> _TASK DIRECTIONS_: Write out the lines from the line containing "the white cloud." through the final line of the listing below, exactly, omitting every other line.

Position identification records
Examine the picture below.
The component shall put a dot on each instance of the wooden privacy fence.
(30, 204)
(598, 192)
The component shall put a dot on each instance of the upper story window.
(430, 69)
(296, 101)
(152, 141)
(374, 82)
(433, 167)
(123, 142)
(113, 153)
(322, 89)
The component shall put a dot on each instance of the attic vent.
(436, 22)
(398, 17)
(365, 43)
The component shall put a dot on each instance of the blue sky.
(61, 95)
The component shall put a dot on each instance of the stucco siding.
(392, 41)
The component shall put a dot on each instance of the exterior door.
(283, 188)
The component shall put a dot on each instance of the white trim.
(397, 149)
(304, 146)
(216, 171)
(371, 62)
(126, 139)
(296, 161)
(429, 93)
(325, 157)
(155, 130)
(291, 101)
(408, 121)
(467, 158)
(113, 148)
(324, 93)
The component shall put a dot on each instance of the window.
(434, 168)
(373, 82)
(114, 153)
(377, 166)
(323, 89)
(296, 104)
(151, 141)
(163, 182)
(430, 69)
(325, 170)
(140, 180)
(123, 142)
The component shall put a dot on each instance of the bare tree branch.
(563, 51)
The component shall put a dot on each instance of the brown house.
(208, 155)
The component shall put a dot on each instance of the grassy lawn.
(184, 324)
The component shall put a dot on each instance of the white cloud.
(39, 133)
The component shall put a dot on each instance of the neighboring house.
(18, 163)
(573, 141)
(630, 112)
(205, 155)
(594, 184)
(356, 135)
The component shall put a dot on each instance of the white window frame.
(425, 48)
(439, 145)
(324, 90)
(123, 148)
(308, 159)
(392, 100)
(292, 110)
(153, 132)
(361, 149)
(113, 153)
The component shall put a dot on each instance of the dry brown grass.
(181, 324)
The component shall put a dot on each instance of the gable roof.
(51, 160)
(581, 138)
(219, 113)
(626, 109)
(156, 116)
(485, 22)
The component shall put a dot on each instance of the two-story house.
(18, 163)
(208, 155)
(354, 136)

> _ANSWER IN FULL_:
The component shall put a dot on each instance of the white cloud.
(39, 133)
The component shall put a dot on each instance of the neighboring house.
(18, 163)
(573, 141)
(630, 112)
(205, 155)
(594, 184)
(356, 135)
The component shall put a dot on each instance of the white window frame.
(425, 48)
(439, 145)
(324, 90)
(123, 148)
(308, 159)
(392, 100)
(292, 110)
(153, 132)
(361, 149)
(113, 153)
The component shall put a dot on each instance of the dry brown grass.
(181, 324)
The component shall put a dot on each instance of the gable roof.
(51, 160)
(581, 138)
(219, 113)
(626, 109)
(156, 116)
(485, 22)
The component shall put a dot on each instance of the two-story house.
(18, 163)
(208, 155)
(354, 136)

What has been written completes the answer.